┌────────
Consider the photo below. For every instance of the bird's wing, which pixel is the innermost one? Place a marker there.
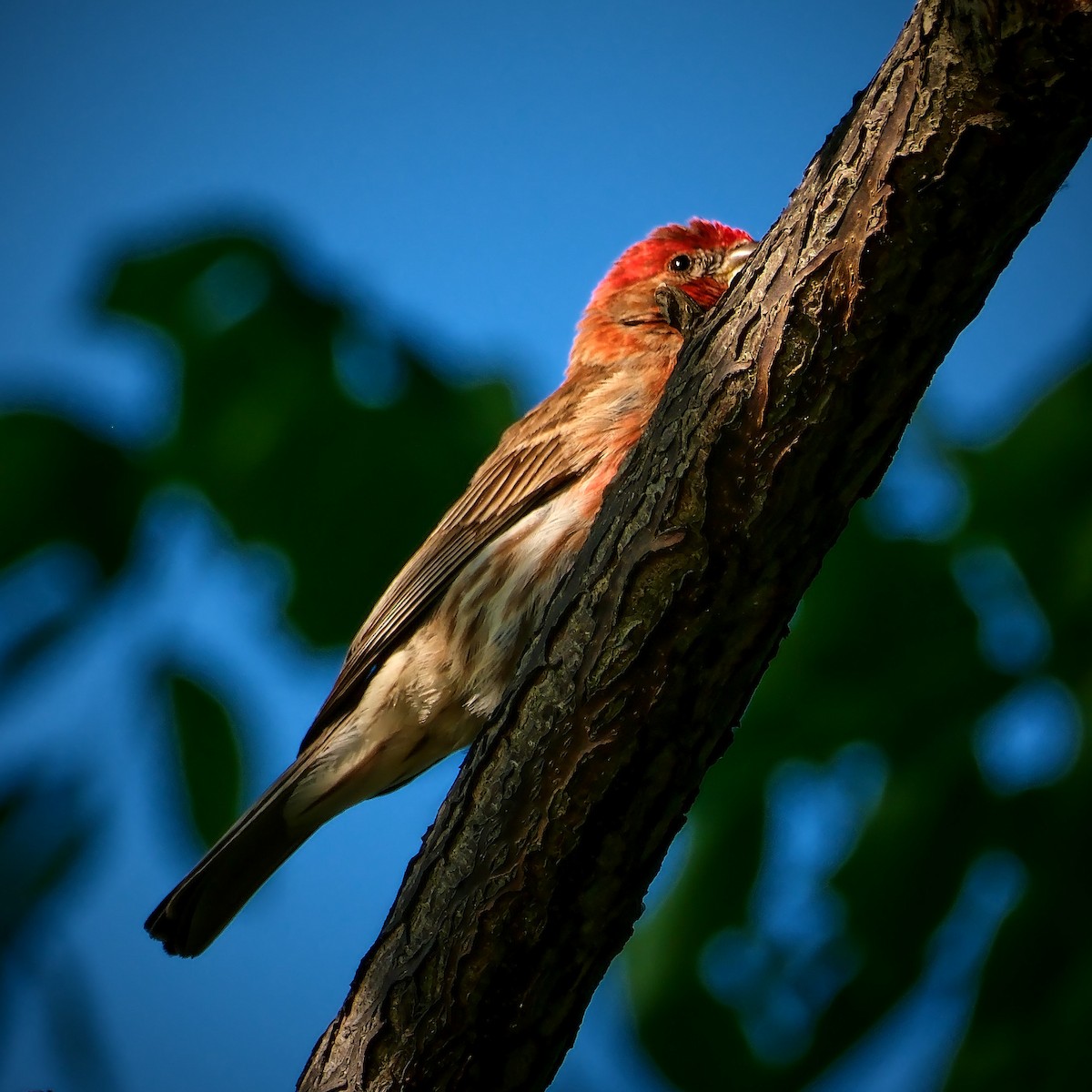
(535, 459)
└────────
┌────────
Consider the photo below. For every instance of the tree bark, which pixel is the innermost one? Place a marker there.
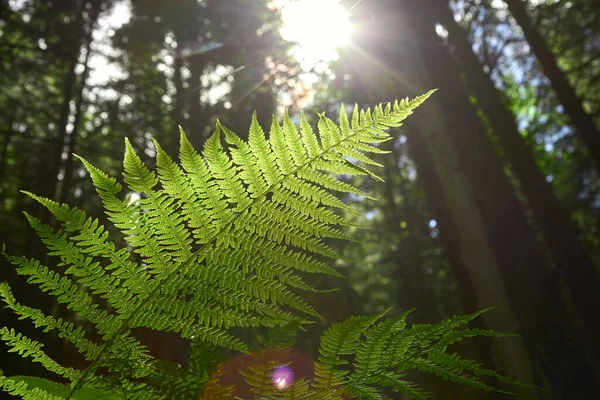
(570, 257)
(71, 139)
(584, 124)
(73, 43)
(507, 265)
└────────
WHAT IS BEING ASKED —
Count how many lines in the rows above contain the word "Place", matching case exactly, and reply with only that number.

EXERCISE OUTPUT —
2